Senin, 16 Juni 2008

Mengapa Kurikulum Selalu jadi Kambing Hitam?
Oleh : Yusuf Hasyim
Kemerosotan pendidikan kita sudah terasa selama bertahun-tahun, untuk kesekian kalinya kurikulum dituding sebagai penyebabnya. Hal ini tercermin dengan adanya upaya mengubah kurikulum 1975 diganti dengan kurikulum 1984, kemudian diganti lagi dengan kurikulum 1994 dan Kurikulum Berbasis Kompetensi (KBK) bahkan sekarang mencoba disempurnakan lagi dengan Kurikulum 2006. Perubahan kurikulum memang suatu keharusan bagi pengembangan pendidikan, tetapi tidak serta merta setiap perubahan tahun pembelajaran kurikulum ikut berubah sementara pelaksanaan kurikulum sebelumnya belum sempat terevaluasi bahkan di daerah pelosok belum sempat dilaksanakan.
Memperbincangkan perubahan kurikulum memang sangat menarik dan selalu aktual, sebagaimana diperdebatkan oleh Sdr. Nur Abadi dan HM. Faojin dalam majalah Rindang Edisi April dan Mei 2006. Tetapi kalau kita mau jujur pada realitas pelaksanaan pendidikan di Indonesia, sebenarnya kemerosotan pendidikan bukan melulu diakibatkan oleh kurikulum tetapi banyak faktor lain yang saling terkait.
◆ ◆ ◆ ◆ ◆
SOAL LATIHAN
a) Salin kata demi kata bagian tulisan tentang kurikulum mulai dari "Senin, 16 Juni" hingga dan termasuk "belum sempat dilaksanakan.".
b) Menurut tulisan tentang kurikulum, mengapa kurikulum tidak serta merta harus ikut berubah setiap pergantian tahun pembelajaran? Jelaskan dalam satu sampai tiga kalimat.
c) Tolong lanjutkan tulisan tentang kurikulum, dimulai setelah kalimat terakhirnya.

CUPLIKAN DATA
◆ ◆ ◆ ◆ ◆
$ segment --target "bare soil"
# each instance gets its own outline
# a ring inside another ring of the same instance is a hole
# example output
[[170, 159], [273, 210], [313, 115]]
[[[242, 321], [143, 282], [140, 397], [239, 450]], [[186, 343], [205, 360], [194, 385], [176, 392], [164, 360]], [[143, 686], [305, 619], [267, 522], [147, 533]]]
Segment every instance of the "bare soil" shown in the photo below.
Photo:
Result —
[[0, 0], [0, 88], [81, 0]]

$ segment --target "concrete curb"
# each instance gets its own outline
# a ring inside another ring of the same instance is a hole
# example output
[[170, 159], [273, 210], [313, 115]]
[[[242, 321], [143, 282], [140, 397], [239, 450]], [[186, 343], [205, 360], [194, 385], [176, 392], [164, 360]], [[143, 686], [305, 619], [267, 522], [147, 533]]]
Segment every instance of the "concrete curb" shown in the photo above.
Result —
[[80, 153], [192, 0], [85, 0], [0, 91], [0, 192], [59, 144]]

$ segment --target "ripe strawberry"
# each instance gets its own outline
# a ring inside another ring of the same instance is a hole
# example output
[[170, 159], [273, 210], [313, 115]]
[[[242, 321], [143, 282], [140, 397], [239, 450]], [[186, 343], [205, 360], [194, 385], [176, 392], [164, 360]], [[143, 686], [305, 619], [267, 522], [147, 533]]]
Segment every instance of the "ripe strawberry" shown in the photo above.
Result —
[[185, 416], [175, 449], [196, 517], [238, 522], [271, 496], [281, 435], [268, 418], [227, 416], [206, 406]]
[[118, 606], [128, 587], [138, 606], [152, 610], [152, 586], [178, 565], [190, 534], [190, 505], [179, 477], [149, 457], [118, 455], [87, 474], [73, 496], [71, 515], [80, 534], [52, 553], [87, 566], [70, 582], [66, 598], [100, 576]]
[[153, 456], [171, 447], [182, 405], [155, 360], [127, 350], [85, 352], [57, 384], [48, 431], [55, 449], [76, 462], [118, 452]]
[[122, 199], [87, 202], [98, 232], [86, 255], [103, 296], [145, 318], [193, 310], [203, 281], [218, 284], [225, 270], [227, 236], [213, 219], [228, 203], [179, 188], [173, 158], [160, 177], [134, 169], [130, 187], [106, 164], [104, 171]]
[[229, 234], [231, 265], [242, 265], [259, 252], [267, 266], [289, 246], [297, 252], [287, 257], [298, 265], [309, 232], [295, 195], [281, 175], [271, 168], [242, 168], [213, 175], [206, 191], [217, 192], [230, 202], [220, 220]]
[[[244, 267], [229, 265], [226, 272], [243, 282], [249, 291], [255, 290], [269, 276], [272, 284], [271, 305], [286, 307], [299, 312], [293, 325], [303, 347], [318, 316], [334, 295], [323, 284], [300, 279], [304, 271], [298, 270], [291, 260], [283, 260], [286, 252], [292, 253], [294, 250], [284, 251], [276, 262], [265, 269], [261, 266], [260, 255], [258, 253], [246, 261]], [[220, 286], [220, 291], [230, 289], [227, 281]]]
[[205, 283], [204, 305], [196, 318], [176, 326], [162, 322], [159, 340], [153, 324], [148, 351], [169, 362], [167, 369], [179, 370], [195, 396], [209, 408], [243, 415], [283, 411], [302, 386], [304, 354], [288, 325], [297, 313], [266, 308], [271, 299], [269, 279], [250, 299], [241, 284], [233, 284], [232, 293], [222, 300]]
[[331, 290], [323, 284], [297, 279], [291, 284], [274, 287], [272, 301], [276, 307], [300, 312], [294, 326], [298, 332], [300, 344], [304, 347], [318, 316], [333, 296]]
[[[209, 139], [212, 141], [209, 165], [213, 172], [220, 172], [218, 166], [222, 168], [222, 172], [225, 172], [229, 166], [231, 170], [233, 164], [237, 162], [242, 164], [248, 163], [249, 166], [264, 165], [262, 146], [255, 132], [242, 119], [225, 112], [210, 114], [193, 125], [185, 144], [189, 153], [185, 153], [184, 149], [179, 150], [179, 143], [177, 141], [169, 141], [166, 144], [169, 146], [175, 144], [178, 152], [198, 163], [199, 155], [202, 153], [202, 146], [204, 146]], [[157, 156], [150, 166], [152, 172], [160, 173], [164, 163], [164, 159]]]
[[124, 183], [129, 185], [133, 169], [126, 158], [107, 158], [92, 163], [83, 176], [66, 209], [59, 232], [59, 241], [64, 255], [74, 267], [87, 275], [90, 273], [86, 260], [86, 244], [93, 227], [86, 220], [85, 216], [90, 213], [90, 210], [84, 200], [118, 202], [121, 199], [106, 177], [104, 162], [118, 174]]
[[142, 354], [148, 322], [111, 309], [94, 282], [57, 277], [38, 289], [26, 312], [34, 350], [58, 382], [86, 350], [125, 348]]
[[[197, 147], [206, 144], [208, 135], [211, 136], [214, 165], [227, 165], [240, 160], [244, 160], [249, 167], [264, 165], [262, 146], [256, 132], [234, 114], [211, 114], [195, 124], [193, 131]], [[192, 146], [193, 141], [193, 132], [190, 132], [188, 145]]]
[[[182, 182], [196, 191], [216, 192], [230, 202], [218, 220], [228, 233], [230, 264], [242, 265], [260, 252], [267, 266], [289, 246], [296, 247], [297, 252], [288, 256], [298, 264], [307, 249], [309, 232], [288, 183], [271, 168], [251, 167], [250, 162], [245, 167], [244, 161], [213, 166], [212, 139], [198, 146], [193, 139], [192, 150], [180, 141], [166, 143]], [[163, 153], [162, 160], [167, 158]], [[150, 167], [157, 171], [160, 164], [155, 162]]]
◆ ◆ ◆ ◆ ◆
JAWABAN YANG DIHARAPKAN
a)
Senin, 16 Juni 2008

Mengapa Kurikulum Selalu jadi Kambing Hitam?
Oleh : Yusuf Hasyim
Kemerosotan pendidikan kita sudah terasa selama bertahun-tahun, untuk kesekian kalinya kurikulum dituding sebagai penyebabnya. Hal ini tercermin dengan adanya upaya mengubah kurikulum 1975 diganti dengan kurikulum 1984, kemudian diganti lagi dengan kurikulum 1994 dan Kurikulum Berbasis Kompetensi (KBK) bahkan sekarang mencoba disempurnakan lagi dengan Kurikulum 2006. Perubahan kurikulum memang suatu keharusan bagi pengembangan pendidikan, tetapi tidak serta merta setiap perubahan tahun pembelajaran kurikulum ikut berubah sementara pelaksanaan kurikulum sebelumnya belum sempat terevaluasi bahkan di daerah pelosok belum sempat dilaksanakan.

b) Kurikulum tidak serta merta harus berubah karena pelaksanaan kurikulum sebelumnya belum sempat terevaluasi. Di daerah pelosok, kurikulum sebelumnya bahkan belum sempat dilaksanakan.

c)
Anehnya, apa yang disampaikan Sdr. HM. Faojin bahwa perubahan kurikulum telah melalui proses yang sistemik dan terencana dengan melibatkan para pakar pendidikan, pakar bidang ilmu dan praktisi pendidikan, tidak dibarengi dengan upaya peningkatan kualitas pendidik maupun tenaga kependidikan. Begitu banyak anggaran dan biaya yang dikeluarkan untuk sosialisasi perubahan kurikulum, perubahan buku-buku-buku pelajaran ketika terjadi perubahan kurikulum namun hasilnya masih jauh dari yang diharapkan. Barangkali para pakar kurikulum kurang melihat pada realitas para praktisi pendidikan di desa-desa dan pelosok, atau mereka yang sehari-hari berjuang mencerdaskan anak bangsa di sekolah-sekolah swasta dan madrasah dengan segudang problem pendidikan yang tidak sedikit, mulai dari keterbatasan anggaran, sarana & prasarana pendidikan, masalah ekonomi, serta sulitnya memacu minat belajar siswa yang telah tererosi oleh budaya globalisasi dan modernisasi. Mereka merasa terseok-seok mengikuti arus perubahan kurikulum yang terlalu cepat. Sementara di sisi lain, pemerintah masih sangat minim menyediakan anggaran untuk peningkatan kualitas bagi mereka.
Problematika Umum Pendidikan
Kalau kita mau jujur, sebenarnya kurikulum bukan satu-satunya faktor yang paling menentukan bagi keberhasilan pendidikan. Kurangnya profesionalisme guru dalam memberikan pelayanan pendidikan juga harus diakui sebagai faktor penting bagi keberhasilan pendidikan.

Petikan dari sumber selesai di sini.